What is required | In the records below, find the line with "the rocky hill" and the line with "Implementations MUST put a point on every instance of the dry". Print both exactly, along with every line between them, and no other line.

Data |
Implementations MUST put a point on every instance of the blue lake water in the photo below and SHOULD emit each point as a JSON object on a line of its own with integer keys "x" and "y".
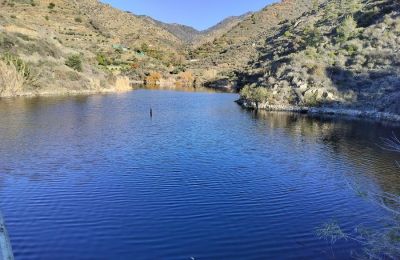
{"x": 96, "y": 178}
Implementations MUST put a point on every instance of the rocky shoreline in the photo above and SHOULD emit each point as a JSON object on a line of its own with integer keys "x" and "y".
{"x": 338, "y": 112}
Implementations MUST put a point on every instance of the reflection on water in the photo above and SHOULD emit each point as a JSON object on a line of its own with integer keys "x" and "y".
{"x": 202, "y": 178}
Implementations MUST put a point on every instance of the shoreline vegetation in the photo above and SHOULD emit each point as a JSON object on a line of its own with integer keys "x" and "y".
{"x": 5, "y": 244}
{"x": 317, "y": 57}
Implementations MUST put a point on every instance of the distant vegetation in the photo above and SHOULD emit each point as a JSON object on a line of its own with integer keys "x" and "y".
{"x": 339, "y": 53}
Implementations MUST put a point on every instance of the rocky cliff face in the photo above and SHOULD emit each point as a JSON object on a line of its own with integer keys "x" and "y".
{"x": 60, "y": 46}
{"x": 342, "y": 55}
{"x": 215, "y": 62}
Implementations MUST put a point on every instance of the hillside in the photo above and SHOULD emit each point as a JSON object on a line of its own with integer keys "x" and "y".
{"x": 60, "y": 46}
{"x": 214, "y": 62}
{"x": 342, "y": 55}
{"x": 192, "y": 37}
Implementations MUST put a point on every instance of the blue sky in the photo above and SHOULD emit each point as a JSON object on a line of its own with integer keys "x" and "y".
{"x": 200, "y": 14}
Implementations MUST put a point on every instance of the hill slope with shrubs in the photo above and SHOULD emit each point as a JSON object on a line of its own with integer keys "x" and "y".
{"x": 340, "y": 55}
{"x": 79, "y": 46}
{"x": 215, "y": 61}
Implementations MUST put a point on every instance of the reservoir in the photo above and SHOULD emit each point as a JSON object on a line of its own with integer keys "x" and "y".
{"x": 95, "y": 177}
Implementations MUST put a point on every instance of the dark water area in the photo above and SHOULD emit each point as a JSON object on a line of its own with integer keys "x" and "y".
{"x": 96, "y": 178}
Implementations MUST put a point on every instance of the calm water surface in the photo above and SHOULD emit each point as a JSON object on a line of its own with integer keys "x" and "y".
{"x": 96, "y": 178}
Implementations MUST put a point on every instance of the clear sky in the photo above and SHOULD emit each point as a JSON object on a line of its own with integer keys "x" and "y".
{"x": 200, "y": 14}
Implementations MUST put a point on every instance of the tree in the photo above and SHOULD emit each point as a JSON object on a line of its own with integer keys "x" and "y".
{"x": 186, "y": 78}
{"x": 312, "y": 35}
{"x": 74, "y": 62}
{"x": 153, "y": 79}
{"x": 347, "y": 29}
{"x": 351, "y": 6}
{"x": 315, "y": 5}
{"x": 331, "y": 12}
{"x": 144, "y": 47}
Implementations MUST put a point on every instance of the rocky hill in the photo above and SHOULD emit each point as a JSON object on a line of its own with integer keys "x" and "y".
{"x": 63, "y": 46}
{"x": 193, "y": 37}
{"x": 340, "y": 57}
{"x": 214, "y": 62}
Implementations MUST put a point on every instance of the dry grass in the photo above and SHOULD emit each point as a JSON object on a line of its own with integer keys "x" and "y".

--

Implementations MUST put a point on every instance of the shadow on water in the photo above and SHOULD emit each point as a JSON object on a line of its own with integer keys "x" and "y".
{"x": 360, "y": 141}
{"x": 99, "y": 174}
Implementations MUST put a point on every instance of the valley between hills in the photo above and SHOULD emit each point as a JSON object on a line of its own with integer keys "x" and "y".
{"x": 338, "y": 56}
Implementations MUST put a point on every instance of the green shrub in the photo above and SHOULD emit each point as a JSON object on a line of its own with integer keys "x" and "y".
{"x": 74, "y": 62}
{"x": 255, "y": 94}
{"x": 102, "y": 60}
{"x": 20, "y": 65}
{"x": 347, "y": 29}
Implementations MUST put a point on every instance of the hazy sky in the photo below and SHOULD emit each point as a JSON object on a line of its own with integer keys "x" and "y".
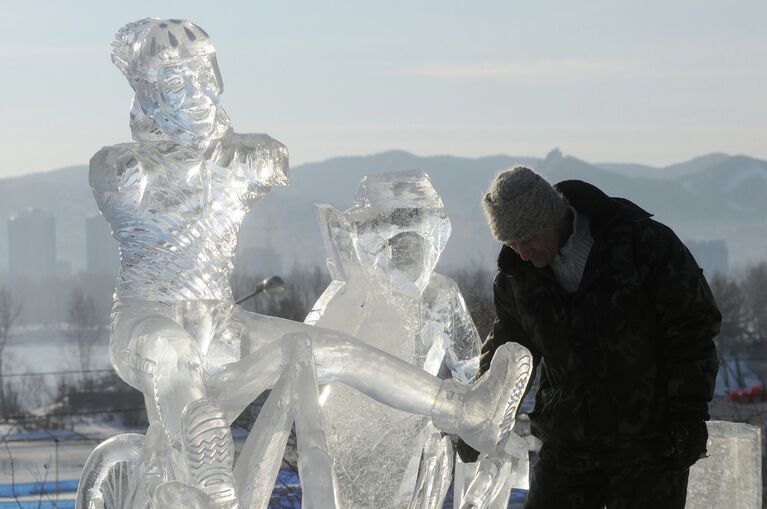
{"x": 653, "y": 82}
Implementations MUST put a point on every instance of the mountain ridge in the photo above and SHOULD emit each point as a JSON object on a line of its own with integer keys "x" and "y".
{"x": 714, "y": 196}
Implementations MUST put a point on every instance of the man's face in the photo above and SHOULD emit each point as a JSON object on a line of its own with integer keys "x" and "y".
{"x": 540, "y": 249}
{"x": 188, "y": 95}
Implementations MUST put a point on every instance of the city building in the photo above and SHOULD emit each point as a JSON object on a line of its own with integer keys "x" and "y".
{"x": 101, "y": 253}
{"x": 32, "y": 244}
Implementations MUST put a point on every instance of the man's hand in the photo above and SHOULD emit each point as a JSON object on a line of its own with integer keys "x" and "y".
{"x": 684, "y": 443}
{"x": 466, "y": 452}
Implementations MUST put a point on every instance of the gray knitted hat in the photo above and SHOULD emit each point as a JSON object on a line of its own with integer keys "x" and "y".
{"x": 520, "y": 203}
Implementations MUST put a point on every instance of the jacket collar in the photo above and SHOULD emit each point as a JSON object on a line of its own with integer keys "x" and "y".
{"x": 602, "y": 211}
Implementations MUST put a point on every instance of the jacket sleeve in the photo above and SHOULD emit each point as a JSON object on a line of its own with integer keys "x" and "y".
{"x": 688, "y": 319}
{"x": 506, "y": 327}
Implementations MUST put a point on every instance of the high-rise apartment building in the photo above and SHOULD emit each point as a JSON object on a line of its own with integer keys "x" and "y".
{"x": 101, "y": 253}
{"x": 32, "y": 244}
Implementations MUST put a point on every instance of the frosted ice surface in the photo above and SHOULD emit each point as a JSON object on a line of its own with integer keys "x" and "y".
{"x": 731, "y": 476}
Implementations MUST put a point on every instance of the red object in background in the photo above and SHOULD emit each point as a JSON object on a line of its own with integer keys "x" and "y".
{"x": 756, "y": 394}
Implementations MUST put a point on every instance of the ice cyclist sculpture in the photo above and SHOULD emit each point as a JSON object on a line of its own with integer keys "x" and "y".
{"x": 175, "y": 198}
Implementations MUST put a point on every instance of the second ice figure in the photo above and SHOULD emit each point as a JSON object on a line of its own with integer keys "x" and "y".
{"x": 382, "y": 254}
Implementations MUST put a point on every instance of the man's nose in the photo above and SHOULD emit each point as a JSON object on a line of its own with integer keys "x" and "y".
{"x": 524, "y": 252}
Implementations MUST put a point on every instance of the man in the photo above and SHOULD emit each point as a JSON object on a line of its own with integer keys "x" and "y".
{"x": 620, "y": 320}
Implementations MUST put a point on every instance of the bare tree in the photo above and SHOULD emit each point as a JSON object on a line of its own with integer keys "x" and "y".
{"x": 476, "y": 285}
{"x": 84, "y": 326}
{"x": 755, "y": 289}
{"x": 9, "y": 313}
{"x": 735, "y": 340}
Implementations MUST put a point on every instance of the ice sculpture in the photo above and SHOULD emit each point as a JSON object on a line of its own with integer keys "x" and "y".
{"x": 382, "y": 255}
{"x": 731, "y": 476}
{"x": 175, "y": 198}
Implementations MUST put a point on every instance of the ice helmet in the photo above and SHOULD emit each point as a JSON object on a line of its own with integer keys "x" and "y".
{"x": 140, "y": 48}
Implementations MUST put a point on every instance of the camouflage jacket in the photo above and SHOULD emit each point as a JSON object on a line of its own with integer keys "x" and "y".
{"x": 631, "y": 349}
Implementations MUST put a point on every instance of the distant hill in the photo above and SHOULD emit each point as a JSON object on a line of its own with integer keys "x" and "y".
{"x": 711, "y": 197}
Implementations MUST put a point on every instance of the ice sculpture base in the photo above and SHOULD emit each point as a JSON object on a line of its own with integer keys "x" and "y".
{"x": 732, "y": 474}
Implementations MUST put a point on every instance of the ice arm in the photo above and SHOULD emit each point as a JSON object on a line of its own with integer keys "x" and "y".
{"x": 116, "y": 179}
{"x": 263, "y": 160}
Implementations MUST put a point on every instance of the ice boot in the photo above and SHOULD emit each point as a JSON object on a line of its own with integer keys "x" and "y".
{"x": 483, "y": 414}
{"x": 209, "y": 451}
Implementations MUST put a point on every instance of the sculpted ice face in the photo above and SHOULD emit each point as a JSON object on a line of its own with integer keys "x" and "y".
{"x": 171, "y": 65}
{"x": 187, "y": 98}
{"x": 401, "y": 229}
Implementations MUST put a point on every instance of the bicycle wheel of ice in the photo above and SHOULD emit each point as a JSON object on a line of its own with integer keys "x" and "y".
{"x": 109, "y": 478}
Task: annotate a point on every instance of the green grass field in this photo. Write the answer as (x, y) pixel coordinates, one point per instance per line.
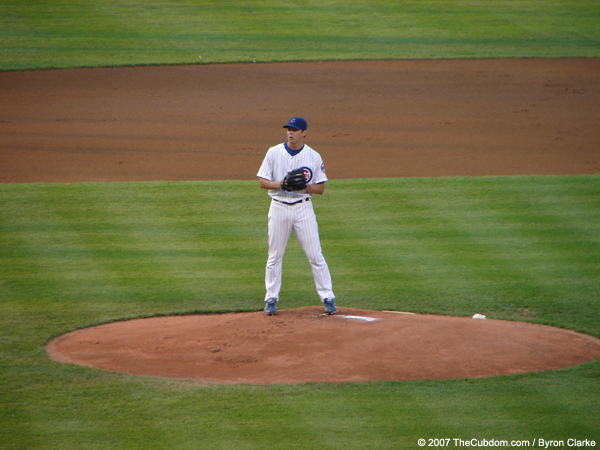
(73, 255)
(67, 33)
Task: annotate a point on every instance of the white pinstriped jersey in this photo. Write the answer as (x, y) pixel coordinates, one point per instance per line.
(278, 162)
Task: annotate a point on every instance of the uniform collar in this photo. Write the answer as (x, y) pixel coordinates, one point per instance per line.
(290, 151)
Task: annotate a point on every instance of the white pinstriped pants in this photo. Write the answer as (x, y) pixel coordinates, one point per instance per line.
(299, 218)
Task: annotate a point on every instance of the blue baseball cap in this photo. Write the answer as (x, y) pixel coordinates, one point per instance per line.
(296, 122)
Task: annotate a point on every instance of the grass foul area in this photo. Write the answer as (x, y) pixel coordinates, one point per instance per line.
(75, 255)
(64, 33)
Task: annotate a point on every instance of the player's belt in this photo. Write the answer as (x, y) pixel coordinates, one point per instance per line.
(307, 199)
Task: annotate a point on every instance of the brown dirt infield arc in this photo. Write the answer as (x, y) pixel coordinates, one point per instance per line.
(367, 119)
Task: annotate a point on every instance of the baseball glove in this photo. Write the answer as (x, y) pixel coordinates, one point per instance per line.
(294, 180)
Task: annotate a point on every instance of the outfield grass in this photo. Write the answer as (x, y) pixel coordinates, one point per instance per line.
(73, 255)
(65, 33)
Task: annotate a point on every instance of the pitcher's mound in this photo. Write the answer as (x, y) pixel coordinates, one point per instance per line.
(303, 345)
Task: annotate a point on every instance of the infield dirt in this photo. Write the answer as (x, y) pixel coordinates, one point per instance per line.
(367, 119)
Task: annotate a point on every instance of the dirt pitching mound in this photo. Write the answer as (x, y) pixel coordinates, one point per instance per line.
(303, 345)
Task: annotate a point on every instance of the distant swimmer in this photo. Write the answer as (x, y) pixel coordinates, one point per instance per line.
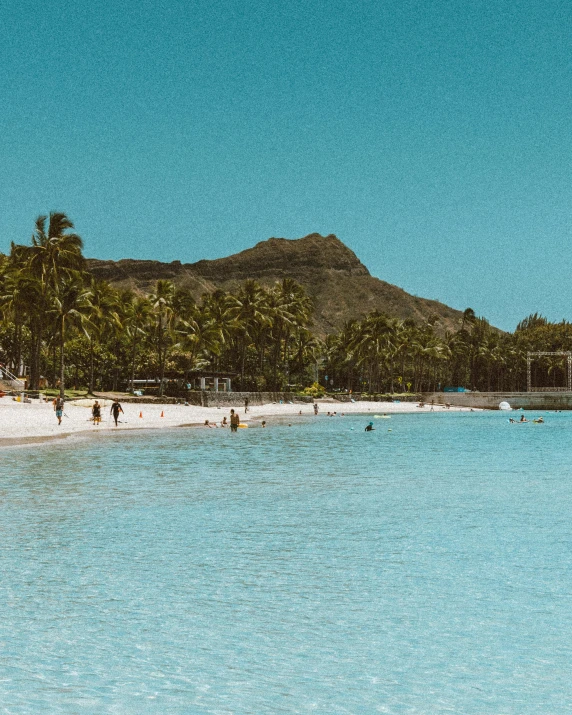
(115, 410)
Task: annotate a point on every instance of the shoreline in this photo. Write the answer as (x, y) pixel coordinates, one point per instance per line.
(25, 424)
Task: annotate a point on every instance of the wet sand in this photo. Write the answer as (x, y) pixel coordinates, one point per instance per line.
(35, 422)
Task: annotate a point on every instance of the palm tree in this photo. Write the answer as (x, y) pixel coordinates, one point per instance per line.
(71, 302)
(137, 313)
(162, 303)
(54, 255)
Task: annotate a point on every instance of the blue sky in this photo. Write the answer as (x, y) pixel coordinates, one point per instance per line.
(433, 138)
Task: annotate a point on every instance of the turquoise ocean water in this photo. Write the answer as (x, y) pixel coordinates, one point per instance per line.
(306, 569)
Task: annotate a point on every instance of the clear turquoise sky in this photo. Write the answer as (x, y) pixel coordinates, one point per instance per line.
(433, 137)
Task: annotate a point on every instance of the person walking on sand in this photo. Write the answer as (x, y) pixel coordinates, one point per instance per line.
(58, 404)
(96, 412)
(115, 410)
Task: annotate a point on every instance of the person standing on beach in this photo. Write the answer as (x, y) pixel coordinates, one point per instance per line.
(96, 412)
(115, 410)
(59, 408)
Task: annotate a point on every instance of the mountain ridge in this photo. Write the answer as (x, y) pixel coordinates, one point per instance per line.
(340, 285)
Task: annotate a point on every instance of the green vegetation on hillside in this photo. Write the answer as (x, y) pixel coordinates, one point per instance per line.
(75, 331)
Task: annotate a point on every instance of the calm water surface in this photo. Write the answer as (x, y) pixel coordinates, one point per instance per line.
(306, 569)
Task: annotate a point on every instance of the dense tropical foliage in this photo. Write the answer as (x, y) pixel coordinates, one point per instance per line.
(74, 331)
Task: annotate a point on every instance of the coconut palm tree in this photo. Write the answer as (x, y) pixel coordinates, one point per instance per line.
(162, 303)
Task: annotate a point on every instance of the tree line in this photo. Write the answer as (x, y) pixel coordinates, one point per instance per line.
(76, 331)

* * *

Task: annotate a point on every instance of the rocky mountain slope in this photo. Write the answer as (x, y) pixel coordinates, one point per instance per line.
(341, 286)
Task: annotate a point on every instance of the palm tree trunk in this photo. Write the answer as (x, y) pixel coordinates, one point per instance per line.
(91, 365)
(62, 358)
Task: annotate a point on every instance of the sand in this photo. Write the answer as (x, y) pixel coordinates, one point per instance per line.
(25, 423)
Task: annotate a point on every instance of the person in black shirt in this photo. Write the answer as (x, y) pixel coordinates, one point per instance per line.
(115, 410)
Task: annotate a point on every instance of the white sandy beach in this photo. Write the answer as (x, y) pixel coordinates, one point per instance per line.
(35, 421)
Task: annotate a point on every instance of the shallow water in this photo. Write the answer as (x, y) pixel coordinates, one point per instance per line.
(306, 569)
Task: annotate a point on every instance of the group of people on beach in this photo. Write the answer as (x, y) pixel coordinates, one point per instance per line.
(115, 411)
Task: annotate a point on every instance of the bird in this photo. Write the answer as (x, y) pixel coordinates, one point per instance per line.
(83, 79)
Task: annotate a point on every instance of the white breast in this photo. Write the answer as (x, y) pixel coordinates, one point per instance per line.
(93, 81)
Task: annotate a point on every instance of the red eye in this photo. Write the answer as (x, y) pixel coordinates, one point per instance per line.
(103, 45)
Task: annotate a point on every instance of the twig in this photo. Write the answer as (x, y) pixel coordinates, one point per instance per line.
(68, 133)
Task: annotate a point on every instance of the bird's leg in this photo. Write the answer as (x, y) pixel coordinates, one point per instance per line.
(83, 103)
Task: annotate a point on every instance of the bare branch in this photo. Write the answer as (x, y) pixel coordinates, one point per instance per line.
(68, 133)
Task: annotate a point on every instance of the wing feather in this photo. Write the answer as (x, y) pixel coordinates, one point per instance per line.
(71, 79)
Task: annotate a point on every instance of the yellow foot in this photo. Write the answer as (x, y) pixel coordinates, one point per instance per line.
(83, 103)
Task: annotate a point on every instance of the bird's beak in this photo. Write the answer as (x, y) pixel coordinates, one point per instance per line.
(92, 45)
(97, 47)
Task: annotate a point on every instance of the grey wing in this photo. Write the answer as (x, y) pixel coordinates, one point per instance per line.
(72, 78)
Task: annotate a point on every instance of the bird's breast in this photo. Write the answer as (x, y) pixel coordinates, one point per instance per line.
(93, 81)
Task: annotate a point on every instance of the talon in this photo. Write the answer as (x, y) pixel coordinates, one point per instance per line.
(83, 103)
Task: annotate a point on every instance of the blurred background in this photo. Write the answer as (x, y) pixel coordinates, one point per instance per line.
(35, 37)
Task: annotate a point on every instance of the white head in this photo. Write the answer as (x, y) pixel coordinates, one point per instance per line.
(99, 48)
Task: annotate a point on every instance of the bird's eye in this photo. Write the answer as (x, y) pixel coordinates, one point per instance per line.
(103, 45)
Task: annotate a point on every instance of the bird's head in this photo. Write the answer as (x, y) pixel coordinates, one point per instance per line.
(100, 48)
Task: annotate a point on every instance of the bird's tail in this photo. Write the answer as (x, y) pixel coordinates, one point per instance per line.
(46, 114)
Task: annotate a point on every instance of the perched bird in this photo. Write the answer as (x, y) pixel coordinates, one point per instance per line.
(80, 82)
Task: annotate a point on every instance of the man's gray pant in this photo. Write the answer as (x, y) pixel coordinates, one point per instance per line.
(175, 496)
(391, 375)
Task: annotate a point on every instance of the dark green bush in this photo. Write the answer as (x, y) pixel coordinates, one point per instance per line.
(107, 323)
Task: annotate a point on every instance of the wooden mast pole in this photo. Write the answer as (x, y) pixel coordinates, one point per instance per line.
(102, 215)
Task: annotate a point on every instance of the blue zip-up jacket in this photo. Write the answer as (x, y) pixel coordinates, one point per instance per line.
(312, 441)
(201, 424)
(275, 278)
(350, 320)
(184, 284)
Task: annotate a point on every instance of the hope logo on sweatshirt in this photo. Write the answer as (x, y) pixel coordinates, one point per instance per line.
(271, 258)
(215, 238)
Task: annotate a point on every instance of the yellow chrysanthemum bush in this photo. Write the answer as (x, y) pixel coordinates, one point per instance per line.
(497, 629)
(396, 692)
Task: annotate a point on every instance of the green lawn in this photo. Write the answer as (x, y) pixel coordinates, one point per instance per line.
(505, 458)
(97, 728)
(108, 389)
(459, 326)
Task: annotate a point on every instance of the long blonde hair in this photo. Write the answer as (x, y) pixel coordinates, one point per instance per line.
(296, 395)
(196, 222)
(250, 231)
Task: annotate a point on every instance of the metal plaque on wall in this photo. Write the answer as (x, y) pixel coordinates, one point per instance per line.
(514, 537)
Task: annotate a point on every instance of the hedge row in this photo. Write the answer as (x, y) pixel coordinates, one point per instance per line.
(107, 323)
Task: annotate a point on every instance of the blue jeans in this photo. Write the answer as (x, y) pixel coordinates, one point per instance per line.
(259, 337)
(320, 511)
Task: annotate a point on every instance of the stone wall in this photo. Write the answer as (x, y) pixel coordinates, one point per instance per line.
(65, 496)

Task answer |
Implementations MUST put a point on every instance of the rocky hill in the photo above and SHOULD emit each point as a JSON object on a line of its own with integer keys "x" and "y".
{"x": 63, "y": 46}
{"x": 193, "y": 37}
{"x": 340, "y": 57}
{"x": 214, "y": 62}
Implementations MUST put a point on every instance of the dry grass in the photo above and SHOULD emit each point as a JSON object on a line of its own with integer keys "x" and "y".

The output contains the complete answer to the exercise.